» **EXCERPTED TEXT**
"""
The only way we will ever experience God is to allow him to walk through this world with us. After all this is why Jesus came to this world—he came to walk through this world with us.

 

To be able to walk through this world with God we must bring our troubles and heartaches to him. You need to be able to come to him saying, “I messed up again, I went out with the best of intentions, but I screwed it up.” You need to hear God say, “That’s all right, you don’t have to be able to walk on water to walk with me. It’s alright if you sink and hit bottom, I don’t mind helping you back into the boat.

 

If I could just reach out to connect to God through his absolute truth my whole perspective about myself would change—my world would change.

 

Do you know what God wants more than anything else? He wants to walk through this world with each one of us—not to censor our lives but to give us meaningful direction.

 

John 3:16-19

16 "For God so loved the world that he gave his one and only Son, that whoever believes in him shall not perish but have eternal life. 17 For God did not send his Son into the world to condemn the world, but to save the world through him. 18 Whoever believes in him is not condemned, but whoever does not believe stands condemned already because he has not believed in the name of God's one and only Son. NIV

 

There is no way we can discover the deeper meaning of life until we realize that our bodies were designed to be the temple of God—God’s ultimate dwelling place. To say our bodies are the temple of God means it is the domain God seeks to rule. It really that God wishes to rule this world through us.
"""
» **PROVIDED RECORDS**
"""
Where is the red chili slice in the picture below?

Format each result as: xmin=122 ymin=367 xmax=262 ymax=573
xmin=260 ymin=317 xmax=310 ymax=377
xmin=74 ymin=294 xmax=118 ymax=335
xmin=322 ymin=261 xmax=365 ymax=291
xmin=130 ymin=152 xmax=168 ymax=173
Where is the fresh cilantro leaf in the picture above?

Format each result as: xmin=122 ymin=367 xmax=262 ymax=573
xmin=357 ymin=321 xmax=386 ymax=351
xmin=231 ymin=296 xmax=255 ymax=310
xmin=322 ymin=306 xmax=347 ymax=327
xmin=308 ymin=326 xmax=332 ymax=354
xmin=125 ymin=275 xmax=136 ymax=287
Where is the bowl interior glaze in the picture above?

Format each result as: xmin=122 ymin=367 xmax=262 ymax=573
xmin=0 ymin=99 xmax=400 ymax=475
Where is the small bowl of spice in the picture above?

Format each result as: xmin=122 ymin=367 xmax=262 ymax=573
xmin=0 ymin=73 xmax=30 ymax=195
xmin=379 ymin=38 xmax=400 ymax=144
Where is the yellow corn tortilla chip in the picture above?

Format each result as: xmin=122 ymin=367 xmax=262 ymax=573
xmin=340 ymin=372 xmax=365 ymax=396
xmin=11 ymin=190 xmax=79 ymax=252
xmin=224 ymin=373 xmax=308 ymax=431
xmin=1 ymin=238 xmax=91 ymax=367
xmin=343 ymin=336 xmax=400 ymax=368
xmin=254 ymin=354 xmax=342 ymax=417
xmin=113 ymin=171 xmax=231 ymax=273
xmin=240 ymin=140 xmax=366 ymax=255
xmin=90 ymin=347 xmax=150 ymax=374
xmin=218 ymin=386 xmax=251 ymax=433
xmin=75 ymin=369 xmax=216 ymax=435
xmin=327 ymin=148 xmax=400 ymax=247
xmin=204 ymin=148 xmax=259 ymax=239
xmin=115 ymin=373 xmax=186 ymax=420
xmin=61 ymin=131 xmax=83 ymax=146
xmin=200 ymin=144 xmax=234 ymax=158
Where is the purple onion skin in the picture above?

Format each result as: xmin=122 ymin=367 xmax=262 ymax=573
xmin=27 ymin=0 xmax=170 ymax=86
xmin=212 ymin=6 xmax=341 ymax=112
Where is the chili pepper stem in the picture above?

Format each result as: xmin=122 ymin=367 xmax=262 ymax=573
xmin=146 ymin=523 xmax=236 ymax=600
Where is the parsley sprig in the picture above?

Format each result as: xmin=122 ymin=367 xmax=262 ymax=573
"""
» **WRITTEN TASKS**
1) Write out everything in the passage on walking with God from "To be able to walk through" down to "world would change.".
2) Continue the passage on walking with God from the point where it stops.

» **RESULTS BY TASK**
1)
To be able to walk through this world with God we must bring our troubles and heartaches to him. You need to be able to come to him saying, “I messed up again, I went out with the best of intentions, but I screwed it up.” You need to hear God say, “That’s all right, you don’t have to be able to walk on water to walk with me. It’s alright if you sink and hit bottom, I don’t mind helping you back into the boat.

 

If I could just reach out to connect to God through his absolute truth my whole perspective about myself would change—my world would change.

2)
 

Our bodies were designed to be the temple of God.

 

1 Corinthians 3:16-17

16 Don't you know that you yourselves are God's temple and that God's Spirit lives in you? 17 If anyone destroys God's temple, God will destroy him; for God's temple is sacred, and you are that temple. NIV

 

2 Corinthians 6:16

16 What agreement is there between the temple of God and idols? For we are the temple of the living God. As God has said: "I will live with them and walk among them, and I will be their God, and they will be my people." 

  

Who Rules Your Life?

 

Nothing confuses our walk with God more than the lust of our fleshly bodies. The lust of the flesh puts us at cross purposes with God’s creation. Initially our bodies may be crying out that it doesn’t feel like sinning to me, but the hardships we face when we give into our lusts says something far different.

 

1 Corinthians 6:18-20

18 Flee from sexual immorality. All other sins a man commits are outside his body, but he who sins sexually sins against his own body. 19 Do you not know that your body is a temple of the Holy Spirit, who is in you, whom you have received from God? You are not your own; 20 you were bought at a price. Therefore honor God with your body. NIV

 

Doesn’t it seem strange that the world wants our sexual desires to define our existence? Just watch an evening of TV, and observe how much of the programming is designed to redefine our sexuality identity. In fact, the predominant idea in our society is that we can’t function properly within our traditional ideas of male and female.

 

In fact, our world feels that it must change our very nature. We see men who want to subjugate women, and women who want to emasculate the men. Yet, it is our differences that should make our relationships exciting.

 

If we aren’t careful our bodies will dictate our direction in life.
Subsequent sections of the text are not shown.